## Input rows
========
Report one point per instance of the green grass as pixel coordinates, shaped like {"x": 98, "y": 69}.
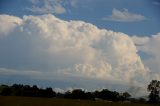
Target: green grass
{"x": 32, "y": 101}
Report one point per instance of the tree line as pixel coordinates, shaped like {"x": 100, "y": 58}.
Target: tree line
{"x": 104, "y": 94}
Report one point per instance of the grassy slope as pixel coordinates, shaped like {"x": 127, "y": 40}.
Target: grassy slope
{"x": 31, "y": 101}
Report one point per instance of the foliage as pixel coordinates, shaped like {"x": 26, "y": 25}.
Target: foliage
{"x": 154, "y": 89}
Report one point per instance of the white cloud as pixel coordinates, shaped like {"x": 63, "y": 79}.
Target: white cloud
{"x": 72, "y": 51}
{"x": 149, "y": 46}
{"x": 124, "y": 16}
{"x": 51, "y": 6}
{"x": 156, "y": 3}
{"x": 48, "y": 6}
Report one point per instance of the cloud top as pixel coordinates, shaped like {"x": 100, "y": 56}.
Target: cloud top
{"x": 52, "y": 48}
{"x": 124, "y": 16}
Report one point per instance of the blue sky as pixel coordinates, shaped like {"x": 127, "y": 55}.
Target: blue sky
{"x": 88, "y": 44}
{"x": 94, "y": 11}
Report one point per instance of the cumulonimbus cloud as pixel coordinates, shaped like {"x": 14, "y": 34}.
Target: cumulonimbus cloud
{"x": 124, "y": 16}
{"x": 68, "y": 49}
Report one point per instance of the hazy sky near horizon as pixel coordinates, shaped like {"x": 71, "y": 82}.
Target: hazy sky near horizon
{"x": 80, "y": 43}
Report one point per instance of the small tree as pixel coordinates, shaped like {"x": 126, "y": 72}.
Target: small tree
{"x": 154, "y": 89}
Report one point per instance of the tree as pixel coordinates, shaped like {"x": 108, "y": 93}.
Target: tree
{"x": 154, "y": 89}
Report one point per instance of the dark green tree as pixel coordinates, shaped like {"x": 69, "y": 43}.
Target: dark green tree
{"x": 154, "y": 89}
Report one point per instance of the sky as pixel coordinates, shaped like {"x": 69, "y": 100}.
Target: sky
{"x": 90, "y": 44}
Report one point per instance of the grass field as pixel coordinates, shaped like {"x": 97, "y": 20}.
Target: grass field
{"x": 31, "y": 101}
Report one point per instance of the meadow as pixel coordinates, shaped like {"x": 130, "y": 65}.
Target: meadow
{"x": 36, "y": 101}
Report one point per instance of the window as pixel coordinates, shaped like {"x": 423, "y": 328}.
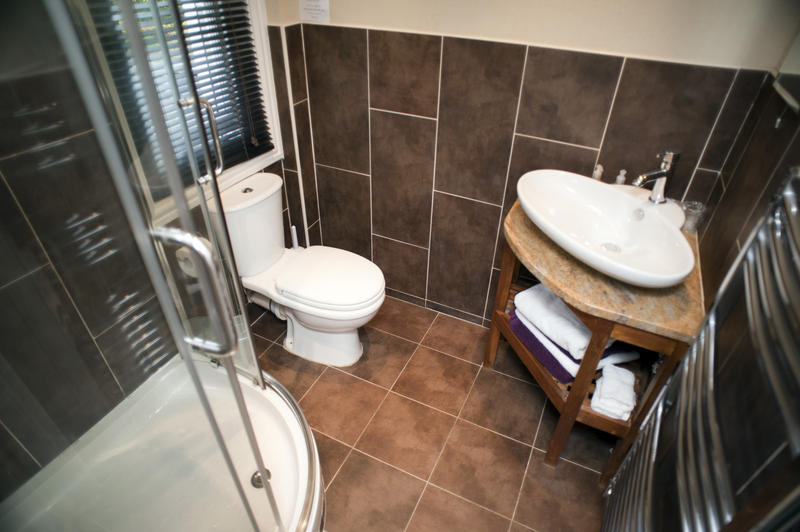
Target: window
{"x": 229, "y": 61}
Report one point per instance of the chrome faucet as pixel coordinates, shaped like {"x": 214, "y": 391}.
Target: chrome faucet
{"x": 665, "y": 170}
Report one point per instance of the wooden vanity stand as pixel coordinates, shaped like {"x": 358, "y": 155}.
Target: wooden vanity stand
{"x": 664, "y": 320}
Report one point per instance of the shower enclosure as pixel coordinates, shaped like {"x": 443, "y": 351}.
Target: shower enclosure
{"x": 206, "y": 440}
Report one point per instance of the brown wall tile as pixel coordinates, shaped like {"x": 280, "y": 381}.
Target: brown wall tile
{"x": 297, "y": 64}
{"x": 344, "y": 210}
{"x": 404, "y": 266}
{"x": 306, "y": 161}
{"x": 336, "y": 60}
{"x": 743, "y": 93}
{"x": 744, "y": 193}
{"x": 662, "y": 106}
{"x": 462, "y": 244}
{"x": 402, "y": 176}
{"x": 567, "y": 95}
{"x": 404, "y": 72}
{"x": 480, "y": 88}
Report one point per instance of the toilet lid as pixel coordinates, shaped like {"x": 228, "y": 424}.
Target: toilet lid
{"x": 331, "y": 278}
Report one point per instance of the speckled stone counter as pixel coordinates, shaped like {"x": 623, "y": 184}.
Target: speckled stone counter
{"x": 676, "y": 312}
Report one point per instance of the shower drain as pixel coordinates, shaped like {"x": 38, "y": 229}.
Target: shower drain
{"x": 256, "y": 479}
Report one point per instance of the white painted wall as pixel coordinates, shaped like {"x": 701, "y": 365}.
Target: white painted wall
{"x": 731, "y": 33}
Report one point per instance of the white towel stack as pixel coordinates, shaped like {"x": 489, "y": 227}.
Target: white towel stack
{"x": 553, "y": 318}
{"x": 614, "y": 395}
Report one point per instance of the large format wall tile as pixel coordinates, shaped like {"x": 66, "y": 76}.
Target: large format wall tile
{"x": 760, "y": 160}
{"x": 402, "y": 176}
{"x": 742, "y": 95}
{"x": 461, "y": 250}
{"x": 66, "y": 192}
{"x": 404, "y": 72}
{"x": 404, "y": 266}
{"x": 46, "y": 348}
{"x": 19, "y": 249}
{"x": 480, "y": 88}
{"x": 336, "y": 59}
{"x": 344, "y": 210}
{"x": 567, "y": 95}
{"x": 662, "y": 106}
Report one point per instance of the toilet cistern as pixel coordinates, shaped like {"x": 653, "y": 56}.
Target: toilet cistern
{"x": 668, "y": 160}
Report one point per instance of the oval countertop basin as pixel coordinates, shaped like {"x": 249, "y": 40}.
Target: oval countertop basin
========
## Exercise directions
Repeat all of the records verbatim, leaving out the pictures.

## Written reply
Report one point per instance of the green grass as pixel coordinates, shaped like {"x": 98, "y": 69}.
Target: green grass
{"x": 32, "y": 101}
Report one point per instance of the tree line as pixel coordinates, shaped like {"x": 100, "y": 58}.
Target: tree line
{"x": 104, "y": 94}
Report one point per instance of the grassy slope as pixel coordinates, shaped like {"x": 127, "y": 40}.
Target: grassy slope
{"x": 31, "y": 101}
Report one point per instance of the foliage as pixel coordinates, shaped like {"x": 26, "y": 25}.
Target: foliage
{"x": 154, "y": 89}
Report one point per instance of the white cloud as pixel coordinates, shaped like {"x": 63, "y": 79}.
Target: white cloud
{"x": 72, "y": 51}
{"x": 149, "y": 46}
{"x": 124, "y": 16}
{"x": 51, "y": 6}
{"x": 156, "y": 3}
{"x": 48, "y": 6}
Report one point per instance of the cloud top as pixel coordinates, shaped like {"x": 100, "y": 56}.
Target: cloud top
{"x": 52, "y": 48}
{"x": 124, "y": 16}
Report one point per instance of the blue sky as pixel coordinates, shaped like {"x": 127, "y": 55}.
Target: blue sky
{"x": 88, "y": 44}
{"x": 94, "y": 11}
Report one point per instance of the cumulonimbus cloud as pixel coordinates, shaped like {"x": 14, "y": 34}.
Target: cumulonimbus cloud
{"x": 124, "y": 16}
{"x": 68, "y": 49}
Report one point per instance of the hazy sky near horizon as pixel coordinates, shaped like {"x": 71, "y": 82}.
Target: hazy sky near horizon
{"x": 80, "y": 43}
Report one point per instance of the small tree as pixel coordinates, shaped like {"x": 126, "y": 72}.
Target: small tree
{"x": 154, "y": 89}
Report one point per instance of the tree as pixel coordinates, shaped like {"x": 108, "y": 93}.
Target: tree
{"x": 154, "y": 89}
Report one point per instance of the dark green tree as pixel coordinates, shaped like {"x": 69, "y": 43}.
Target: dark green tree
{"x": 154, "y": 89}
Report one point per instance of the sky as pixel coordinates, shaped like {"x": 69, "y": 100}.
Target: sky
{"x": 90, "y": 44}
Report one point per instance of the grass field as pixel coordinates, shaped like {"x": 97, "y": 20}.
Target: grass field
{"x": 31, "y": 101}
Report one point per instance of the meadow as pixel coordinates, shaped like {"x": 130, "y": 65}.
Target: meadow
{"x": 36, "y": 101}
Report one point per instance of the window as pixel coordinates, shaped like {"x": 423, "y": 328}.
Target: window
{"x": 229, "y": 61}
Report one point per instance of the chrome faucet as pixel coordinates, shaped like {"x": 214, "y": 391}.
Target: chrome faucet
{"x": 665, "y": 170}
Report one point per instance of the wooden vanity stand as pixel coordinates, shaped like {"x": 358, "y": 155}.
Target: wooden vanity stand
{"x": 664, "y": 320}
Report one point per instance of the shower enclosure as pixel coordinates, shaped like {"x": 443, "y": 351}.
Target: shower enclosure
{"x": 206, "y": 440}
Report one point per instance of the brown wall tile as pixel coordinates, shaped like {"x": 280, "y": 381}.
Target: brown wall tile
{"x": 297, "y": 64}
{"x": 344, "y": 210}
{"x": 404, "y": 266}
{"x": 306, "y": 161}
{"x": 336, "y": 60}
{"x": 743, "y": 93}
{"x": 744, "y": 193}
{"x": 662, "y": 106}
{"x": 462, "y": 244}
{"x": 402, "y": 176}
{"x": 567, "y": 95}
{"x": 404, "y": 72}
{"x": 480, "y": 88}
Report one point per instance of the toilet lid as pixel coordinates, shaped like {"x": 228, "y": 424}.
Target: toilet lid
{"x": 331, "y": 278}
Report one point per instance of the speckled stone counter as pixel coordinates, shaped like {"x": 623, "y": 184}.
Target: speckled stone counter
{"x": 676, "y": 312}
Report one point per instance of the shower drain as pixel coordinates, shaped like {"x": 38, "y": 229}.
Target: shower drain
{"x": 256, "y": 479}
Report one point per instance of the white painted wall as pixel coordinates, shaped like {"x": 701, "y": 365}.
Target: white painted wall
{"x": 731, "y": 33}
Report one point per instance of the white towel stack as pixel coordinates, shaped like {"x": 489, "y": 227}.
Target: white towel stack
{"x": 553, "y": 318}
{"x": 614, "y": 395}
Report one point per instance of the large format wall tile as pixel coordinates, shaped like {"x": 66, "y": 76}.
Target: large format wall tile
{"x": 760, "y": 160}
{"x": 402, "y": 176}
{"x": 742, "y": 95}
{"x": 461, "y": 250}
{"x": 66, "y": 192}
{"x": 404, "y": 72}
{"x": 404, "y": 266}
{"x": 46, "y": 348}
{"x": 19, "y": 249}
{"x": 480, "y": 88}
{"x": 336, "y": 59}
{"x": 344, "y": 210}
{"x": 567, "y": 95}
{"x": 662, "y": 106}
Report one point per instance of the toilet cistern as pixel coordinates, shaped like {"x": 653, "y": 56}.
Target: toilet cistern
{"x": 668, "y": 160}
Report one point per instance of the oval countertop basin as pixel coordinates, shaped like {"x": 249, "y": 40}.
Target: oval countertop basin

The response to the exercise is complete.